# [ASSIGNMENT]
Return all lines of the data in which the string "ground" occurs.

━━ DATA FOR REVIEW

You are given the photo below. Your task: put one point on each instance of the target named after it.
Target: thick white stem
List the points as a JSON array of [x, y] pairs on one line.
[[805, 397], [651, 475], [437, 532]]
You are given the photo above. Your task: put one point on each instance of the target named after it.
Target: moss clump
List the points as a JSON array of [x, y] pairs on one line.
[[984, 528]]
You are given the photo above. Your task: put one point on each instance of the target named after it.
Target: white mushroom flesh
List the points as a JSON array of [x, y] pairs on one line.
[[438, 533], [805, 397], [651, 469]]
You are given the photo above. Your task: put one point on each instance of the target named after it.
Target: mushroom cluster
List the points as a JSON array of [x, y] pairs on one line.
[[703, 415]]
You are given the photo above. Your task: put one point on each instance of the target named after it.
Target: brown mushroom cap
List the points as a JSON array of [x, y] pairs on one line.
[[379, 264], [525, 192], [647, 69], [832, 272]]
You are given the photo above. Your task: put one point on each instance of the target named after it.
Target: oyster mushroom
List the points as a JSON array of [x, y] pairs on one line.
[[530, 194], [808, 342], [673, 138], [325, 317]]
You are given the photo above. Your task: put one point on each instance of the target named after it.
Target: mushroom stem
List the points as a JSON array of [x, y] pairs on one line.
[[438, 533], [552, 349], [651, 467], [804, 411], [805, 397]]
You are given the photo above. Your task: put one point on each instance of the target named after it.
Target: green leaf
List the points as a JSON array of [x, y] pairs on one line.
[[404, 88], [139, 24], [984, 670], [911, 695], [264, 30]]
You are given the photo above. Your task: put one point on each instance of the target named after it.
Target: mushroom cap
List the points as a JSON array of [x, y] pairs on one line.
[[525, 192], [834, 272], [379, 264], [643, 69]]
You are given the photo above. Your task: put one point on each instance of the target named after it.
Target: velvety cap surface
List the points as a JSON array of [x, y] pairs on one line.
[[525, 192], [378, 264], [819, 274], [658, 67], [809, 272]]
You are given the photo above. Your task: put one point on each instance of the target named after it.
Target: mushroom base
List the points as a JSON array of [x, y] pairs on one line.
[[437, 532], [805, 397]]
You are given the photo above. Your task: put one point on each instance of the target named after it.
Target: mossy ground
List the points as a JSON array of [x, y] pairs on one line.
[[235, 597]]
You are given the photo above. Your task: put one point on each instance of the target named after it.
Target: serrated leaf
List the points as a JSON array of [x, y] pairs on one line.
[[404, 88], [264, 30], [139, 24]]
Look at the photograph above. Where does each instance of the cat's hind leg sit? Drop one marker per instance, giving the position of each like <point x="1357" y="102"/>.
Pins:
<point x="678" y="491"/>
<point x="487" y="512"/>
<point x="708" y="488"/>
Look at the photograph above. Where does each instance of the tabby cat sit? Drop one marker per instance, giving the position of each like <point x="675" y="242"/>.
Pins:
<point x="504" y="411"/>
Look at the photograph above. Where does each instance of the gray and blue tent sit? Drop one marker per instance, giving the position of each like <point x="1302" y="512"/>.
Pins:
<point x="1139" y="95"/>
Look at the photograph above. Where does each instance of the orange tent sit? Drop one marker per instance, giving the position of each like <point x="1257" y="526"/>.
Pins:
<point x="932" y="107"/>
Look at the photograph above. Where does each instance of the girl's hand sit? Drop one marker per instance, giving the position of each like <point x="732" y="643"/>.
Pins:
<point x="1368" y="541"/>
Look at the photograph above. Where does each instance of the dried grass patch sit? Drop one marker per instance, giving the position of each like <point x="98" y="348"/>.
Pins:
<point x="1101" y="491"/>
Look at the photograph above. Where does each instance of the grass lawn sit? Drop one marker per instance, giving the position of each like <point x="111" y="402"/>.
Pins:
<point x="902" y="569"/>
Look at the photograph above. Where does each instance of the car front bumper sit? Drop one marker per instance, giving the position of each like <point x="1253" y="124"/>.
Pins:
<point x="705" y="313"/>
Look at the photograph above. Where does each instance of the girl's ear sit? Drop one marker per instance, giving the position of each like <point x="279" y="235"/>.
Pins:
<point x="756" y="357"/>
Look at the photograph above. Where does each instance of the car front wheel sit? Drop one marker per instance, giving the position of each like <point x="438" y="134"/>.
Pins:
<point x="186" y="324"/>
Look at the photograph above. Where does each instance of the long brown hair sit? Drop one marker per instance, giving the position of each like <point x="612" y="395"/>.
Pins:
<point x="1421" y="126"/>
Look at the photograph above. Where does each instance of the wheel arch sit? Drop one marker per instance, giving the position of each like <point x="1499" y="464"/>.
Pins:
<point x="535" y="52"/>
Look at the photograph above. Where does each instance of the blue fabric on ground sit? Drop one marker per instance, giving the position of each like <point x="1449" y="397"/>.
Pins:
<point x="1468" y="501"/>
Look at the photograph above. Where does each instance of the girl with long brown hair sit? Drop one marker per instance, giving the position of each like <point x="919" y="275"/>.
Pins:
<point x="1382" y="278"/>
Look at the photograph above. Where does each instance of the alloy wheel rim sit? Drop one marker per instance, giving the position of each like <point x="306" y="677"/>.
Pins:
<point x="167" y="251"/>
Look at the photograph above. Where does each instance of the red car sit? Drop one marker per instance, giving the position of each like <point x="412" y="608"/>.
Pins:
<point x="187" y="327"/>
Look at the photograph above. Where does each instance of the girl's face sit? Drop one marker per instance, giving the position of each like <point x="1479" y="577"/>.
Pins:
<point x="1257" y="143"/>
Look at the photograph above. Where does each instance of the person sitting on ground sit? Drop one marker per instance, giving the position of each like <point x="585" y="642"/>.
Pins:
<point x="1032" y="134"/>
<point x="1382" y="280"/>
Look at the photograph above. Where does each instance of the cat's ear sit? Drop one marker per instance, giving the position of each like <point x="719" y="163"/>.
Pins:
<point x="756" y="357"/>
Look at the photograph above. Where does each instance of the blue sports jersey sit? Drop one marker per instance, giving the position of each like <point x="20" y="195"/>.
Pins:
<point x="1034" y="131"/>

━━━━

# [WRITTEN ANSWER]
Target: mossy ground
Look at the photograph above. Where does each instance of the blue fabric on ground sit? Drop one marker per instance, giving the position of each like <point x="1449" y="397"/>.
Look at the photograph above. Where does each instance of the person sitting on ground sit? Drop one marker per instance, giving the position of each like <point x="585" y="642"/>.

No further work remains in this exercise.